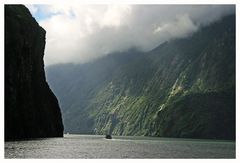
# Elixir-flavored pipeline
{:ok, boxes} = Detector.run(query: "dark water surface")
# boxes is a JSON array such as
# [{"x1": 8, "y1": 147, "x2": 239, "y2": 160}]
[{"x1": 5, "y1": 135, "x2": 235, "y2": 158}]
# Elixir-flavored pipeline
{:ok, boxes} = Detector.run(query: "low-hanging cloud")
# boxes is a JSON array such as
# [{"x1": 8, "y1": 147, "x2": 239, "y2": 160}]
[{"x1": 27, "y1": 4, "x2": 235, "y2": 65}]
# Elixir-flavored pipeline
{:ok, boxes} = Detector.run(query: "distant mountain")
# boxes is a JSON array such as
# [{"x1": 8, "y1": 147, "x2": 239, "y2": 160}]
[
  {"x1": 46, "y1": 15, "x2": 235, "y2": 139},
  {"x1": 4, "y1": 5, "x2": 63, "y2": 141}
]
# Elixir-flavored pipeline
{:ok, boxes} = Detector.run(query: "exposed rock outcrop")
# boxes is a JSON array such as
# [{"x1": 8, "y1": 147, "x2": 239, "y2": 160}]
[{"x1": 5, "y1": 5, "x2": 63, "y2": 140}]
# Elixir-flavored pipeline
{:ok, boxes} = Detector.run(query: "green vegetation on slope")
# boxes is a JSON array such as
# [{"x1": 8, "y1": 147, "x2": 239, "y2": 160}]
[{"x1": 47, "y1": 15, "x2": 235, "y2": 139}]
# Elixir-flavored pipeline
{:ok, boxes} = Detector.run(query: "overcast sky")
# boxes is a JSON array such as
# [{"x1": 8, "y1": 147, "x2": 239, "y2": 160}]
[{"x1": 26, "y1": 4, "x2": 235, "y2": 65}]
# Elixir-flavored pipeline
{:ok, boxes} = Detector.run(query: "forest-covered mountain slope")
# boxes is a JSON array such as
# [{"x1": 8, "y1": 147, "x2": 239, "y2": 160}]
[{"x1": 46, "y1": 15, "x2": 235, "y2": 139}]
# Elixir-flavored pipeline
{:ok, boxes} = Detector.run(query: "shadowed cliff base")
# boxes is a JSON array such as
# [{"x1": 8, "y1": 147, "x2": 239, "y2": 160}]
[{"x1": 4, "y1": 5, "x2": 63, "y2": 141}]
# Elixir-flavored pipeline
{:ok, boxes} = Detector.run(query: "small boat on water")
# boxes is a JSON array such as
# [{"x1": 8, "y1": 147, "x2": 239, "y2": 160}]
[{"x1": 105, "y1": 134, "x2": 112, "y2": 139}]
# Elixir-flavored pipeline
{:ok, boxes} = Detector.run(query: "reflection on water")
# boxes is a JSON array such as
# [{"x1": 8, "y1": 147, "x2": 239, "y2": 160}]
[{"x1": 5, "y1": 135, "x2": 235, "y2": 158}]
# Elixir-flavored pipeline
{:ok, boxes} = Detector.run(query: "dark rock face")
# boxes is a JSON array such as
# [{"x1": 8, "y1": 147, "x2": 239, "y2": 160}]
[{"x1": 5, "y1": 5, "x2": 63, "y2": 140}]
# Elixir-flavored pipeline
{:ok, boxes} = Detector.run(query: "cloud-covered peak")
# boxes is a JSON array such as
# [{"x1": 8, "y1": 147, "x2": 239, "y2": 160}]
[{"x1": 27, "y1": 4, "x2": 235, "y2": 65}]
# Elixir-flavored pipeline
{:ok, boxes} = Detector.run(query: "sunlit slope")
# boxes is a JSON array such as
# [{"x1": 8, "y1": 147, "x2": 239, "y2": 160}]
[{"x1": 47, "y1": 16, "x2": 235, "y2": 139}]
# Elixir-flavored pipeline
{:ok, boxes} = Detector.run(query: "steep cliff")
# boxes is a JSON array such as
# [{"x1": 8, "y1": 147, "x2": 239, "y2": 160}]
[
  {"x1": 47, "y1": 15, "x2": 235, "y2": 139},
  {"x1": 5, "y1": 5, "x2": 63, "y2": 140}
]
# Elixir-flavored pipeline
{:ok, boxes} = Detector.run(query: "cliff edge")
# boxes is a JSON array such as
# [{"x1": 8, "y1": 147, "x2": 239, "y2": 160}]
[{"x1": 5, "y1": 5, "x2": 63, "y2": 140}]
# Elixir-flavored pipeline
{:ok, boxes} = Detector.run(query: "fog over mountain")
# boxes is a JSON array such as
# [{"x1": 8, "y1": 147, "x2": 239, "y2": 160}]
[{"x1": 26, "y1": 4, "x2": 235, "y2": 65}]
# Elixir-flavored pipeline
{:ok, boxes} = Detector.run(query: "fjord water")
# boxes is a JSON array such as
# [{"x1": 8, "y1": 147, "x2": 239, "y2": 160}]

# # #

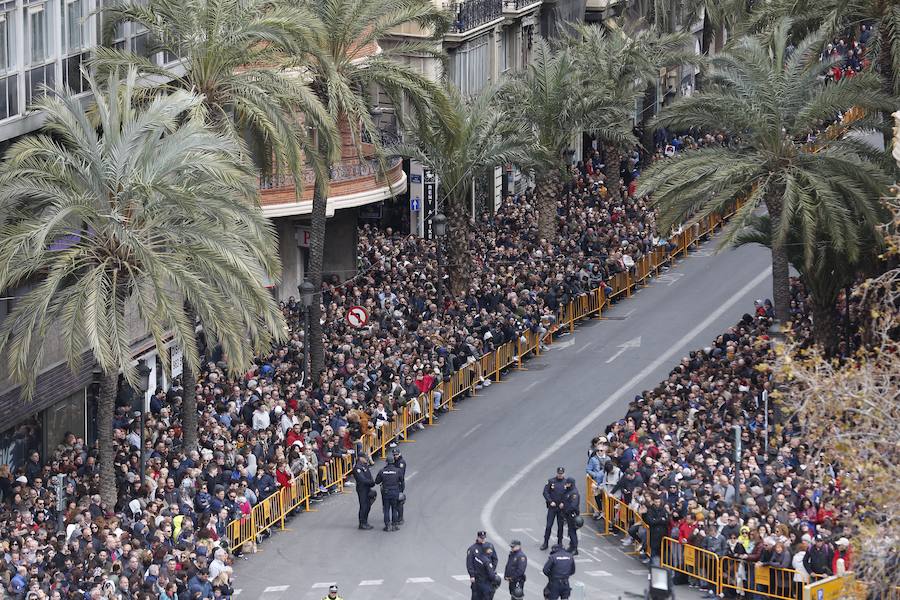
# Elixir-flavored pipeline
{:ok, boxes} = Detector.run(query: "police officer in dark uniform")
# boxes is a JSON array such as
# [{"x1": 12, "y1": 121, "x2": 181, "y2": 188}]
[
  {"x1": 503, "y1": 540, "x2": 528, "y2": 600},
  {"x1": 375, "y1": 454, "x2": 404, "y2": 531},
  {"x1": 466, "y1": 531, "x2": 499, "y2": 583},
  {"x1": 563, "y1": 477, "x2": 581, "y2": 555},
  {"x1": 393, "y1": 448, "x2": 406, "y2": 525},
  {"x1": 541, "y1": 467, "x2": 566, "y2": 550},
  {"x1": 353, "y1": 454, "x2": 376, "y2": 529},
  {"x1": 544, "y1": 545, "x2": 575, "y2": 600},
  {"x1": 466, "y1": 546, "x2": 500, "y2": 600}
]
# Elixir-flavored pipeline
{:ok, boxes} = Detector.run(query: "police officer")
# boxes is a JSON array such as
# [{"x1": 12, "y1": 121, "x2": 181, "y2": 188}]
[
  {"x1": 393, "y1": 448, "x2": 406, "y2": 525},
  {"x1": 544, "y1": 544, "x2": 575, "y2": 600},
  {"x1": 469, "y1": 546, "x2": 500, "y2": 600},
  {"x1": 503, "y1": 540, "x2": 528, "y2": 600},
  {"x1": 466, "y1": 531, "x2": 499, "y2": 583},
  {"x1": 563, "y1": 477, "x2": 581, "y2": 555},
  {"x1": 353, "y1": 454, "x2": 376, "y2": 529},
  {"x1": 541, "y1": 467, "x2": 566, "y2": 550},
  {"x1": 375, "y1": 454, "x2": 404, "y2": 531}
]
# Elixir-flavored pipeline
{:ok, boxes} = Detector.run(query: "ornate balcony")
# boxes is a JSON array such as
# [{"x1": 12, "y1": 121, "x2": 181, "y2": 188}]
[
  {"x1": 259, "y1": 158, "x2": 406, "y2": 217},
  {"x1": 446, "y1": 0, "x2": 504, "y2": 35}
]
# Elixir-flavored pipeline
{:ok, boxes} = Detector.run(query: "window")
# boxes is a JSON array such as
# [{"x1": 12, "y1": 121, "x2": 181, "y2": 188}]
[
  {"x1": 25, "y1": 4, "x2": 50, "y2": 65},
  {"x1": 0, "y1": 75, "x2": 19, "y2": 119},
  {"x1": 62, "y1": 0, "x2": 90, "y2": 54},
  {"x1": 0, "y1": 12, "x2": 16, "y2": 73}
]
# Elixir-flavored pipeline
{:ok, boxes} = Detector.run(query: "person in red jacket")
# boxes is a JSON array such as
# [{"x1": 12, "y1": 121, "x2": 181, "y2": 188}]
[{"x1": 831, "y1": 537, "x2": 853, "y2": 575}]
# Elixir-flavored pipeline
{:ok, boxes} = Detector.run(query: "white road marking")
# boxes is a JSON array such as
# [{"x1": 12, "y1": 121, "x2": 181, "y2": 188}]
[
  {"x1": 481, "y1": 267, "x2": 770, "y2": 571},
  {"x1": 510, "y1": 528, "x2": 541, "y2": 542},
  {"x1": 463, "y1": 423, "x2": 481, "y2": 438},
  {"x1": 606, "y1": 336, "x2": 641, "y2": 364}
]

# # #

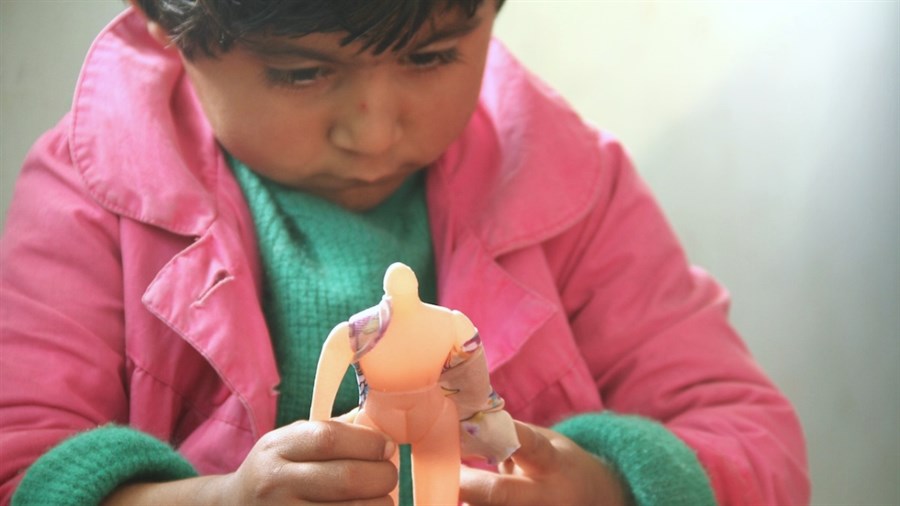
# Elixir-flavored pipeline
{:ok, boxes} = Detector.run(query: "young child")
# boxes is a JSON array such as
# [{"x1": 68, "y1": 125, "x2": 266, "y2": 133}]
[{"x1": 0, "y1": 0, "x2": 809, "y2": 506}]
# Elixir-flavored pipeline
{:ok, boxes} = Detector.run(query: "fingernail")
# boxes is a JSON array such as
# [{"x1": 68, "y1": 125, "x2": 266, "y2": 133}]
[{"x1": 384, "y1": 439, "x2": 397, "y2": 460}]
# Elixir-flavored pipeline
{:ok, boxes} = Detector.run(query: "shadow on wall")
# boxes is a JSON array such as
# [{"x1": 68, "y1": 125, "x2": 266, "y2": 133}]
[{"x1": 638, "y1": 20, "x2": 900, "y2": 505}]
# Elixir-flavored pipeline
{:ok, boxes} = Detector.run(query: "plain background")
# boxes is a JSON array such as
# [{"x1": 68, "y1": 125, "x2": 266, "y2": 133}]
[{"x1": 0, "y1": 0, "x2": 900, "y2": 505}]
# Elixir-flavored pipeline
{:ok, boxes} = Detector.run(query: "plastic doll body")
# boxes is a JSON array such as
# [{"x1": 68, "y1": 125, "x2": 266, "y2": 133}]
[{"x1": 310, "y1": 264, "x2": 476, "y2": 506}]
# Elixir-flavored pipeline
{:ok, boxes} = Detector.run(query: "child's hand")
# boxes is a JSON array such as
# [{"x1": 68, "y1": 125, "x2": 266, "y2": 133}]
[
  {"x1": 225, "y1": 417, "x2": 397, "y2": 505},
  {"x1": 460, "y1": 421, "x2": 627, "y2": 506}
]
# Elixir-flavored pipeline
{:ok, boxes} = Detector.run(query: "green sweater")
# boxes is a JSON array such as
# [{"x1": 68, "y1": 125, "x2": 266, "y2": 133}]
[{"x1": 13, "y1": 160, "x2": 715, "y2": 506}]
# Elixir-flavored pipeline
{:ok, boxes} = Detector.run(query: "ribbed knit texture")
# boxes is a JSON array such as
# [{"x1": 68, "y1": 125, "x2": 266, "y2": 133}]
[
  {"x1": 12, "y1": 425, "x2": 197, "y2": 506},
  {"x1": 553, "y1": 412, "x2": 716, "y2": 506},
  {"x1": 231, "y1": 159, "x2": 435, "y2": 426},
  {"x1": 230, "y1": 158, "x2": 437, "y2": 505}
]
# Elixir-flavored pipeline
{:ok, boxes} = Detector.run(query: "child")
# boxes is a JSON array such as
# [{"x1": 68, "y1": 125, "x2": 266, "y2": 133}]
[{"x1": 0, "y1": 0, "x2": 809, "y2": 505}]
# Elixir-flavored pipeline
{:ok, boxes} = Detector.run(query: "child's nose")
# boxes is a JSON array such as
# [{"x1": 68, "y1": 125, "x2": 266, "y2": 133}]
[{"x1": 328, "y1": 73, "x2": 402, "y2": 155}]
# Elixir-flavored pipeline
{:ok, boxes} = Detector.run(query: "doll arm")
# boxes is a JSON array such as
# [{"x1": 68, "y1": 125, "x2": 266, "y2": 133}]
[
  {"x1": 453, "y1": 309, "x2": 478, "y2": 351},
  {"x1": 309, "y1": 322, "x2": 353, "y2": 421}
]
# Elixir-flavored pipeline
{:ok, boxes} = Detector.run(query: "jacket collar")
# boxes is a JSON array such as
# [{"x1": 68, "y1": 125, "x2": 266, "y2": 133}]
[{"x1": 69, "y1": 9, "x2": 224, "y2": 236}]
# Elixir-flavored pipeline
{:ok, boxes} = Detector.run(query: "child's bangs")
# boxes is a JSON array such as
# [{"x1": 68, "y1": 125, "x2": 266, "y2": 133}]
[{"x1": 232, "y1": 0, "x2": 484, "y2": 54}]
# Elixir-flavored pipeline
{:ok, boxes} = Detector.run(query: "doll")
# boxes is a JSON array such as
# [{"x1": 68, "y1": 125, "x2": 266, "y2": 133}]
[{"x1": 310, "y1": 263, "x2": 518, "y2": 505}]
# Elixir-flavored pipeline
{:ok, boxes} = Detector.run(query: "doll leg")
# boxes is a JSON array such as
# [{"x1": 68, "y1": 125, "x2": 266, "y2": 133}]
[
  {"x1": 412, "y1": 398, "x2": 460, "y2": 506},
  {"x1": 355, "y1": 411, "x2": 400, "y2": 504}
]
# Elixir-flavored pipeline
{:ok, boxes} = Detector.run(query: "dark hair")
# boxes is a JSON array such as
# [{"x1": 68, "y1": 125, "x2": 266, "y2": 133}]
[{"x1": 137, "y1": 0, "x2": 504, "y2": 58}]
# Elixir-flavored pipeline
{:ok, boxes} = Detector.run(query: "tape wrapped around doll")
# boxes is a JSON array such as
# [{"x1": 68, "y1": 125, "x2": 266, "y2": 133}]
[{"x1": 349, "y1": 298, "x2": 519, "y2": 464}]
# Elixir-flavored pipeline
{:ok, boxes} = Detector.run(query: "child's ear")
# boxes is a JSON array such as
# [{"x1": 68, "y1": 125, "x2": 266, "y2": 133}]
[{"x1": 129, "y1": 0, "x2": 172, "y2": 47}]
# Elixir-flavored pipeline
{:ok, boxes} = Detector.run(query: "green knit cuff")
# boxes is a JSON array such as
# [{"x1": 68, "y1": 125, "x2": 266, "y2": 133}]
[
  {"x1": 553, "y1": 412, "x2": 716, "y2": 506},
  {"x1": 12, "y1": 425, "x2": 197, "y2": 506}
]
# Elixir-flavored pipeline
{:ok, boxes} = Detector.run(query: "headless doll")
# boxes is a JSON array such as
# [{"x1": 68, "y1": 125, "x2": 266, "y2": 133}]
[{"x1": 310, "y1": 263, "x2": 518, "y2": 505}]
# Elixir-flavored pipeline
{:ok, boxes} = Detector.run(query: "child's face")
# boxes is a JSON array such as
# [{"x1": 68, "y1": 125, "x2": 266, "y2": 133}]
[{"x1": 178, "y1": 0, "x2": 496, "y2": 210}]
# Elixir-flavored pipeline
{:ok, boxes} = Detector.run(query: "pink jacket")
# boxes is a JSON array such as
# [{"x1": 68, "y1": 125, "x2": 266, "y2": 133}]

# # #

▸ **WRITTEN EXERCISE**
Collect every line of the records above that contains the string "jacket", and copy each one unchanged. Case counts.

▸ **ANSWER TO THE TASK**
{:ok, boxes} = Detector.run(query: "person in red jacket")
{:ok, boxes} = Detector.run(query: "jacket collar")
{:ok, boxes} = Detector.run(query: "pink jacket")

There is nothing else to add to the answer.